**任务要求**
下面有一段讨论曲论中“本色”之说的文字。从它的最后一句之后接着往下写。

**文字节选**
_____
历来论曲者都认为曲重本色,但对于本色的理解是各不相同的。以《西厢记》而论,何良俊认为“《西厢》全带脂粉”,“其本色语少”

历来论曲者都认为曲重本色,但对于本色的理解是各不相同的。以《西厢记》而论,何良俊认为“《西厢》全带脂粉”,“其本色语少”。王骥德则认为:“《西厢》组艳,《琵琶》脩质,其体固然。何元朗并之,以为《西厢》全带脂粉,殊寡本色。夫本色尚有胜二氏者哉?过矣!”到底他们所指的本色是什么呢?他们虽然没有明白说明,但从他们的片言只语中稍可窥知其大概。何良俊推崇白朴的简淡,又说:“王实甫《丝竹芙蓉亭》杂剧〔仙吕〕一套,通篇皆本色,词殊简淡可喜。”还说:郑(德辉)词淡而净,王(实甫)词浓而芜。”并认为:“曲若女子施朱傅粉,刻画太过,岂如靓妆素服,天然妙丽者之为胜耶!”由此可知何氏所说的本色应当是语言朴素,不尚词藻。

《西厢》剧照

他有一句话说得更加明白,那就是“止是寻常说话”那样的通俗至于王骥德所说的本色,的确不是如寻常说话那样的通俗,而认为“曲以婉丽俏俊为上”。因而他反对沈璟推崇南戏《卧冰记》曲文朴素通俗的意见,他认为沈璟对“《卧冰记》” 〔古皂罗袍〕:“‘理合敬我哥哥’一曲,而日‘质古之极,可爱可爱!’《王焕》传奇〔黄蔷薇〕‘三十哥央你不来’一引,而曰‘大有元人遗意,可爱。’此皆打油之最者,而极口赞美,其认路头一差,所以已作诸曲,略堕此一却,为后来之误甚矣。”相反的,他却极力推崇汤显祖的曲辞为本色,认为明朝“于本色一家,亦惟是奉常(汤显祖的官名)一人”。以质朴的为打油,以艳丽的为本色,这样的看法虽然不完全是从语言词藻着眼,但是语言词藻怎能说与本色没有关系?另外一方面他也主张曲“须老妪解得”,反对“过施文采,以供案头之积”。
_____
**所给条目**
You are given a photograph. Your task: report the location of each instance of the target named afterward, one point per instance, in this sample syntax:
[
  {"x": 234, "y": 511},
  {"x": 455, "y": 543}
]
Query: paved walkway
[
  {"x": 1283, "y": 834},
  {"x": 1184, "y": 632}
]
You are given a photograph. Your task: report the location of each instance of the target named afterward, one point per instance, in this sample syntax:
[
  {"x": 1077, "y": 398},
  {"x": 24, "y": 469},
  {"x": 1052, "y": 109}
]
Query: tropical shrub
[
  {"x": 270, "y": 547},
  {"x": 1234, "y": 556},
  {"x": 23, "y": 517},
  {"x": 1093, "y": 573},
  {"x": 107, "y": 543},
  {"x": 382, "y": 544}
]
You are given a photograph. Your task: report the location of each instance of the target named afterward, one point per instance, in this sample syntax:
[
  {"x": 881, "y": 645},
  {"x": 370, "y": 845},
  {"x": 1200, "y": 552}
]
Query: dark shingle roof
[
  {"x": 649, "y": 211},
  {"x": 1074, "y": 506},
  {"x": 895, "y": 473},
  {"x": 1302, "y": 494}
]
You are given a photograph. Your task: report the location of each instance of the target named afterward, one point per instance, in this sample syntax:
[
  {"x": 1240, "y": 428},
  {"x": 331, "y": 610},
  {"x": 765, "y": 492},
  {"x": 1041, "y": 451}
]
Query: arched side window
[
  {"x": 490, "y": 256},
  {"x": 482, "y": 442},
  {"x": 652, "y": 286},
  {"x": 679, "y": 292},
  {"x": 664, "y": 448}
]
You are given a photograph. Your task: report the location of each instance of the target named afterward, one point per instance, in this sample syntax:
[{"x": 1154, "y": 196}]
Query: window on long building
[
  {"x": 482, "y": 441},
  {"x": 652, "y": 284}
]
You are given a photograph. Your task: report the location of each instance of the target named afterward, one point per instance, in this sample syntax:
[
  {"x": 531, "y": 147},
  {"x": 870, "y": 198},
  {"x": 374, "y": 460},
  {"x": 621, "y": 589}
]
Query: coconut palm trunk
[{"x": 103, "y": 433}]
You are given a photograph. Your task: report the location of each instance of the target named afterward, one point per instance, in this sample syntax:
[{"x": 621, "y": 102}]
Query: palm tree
_____
**练习结果**
元杂剧舞台表演

又说:“纯用本色,易觉寂寥;纯用文调,复伤雕镂”“本色之弊,易流俚腐;文词之弊,每苦太文。”这种说法好像公允,其实还有偏见。他所说的重文调或重文词,固然弊害很大;可是他把重文调或重文词与重本色同样看待,认为它们的弊害同样大,那就不公允了。事实上重本色(即:“须老妪解得”的本色),有什么弊害呢?王氏只不过从文人的眼光去着本色的问题,因此才觉得“纯用本色,易受寂寥”“本色之弊,易流俚腐”,以致把南戏《卧冰记》的曲文认为打油,认为汤显祖的作品才是本色。其实真正本色的作品不但不使人感到寂寥,反而情意真挚,沁人心脾。王氏所说的本色,可以说不是真正的本色,而是偏重于文采的。比较公允的说法,当推徐渭的意见。他虽然也说:“填词(指曲)如作唐诗(指学唐诗),文既不可,俗又不可,自有一种妙处。”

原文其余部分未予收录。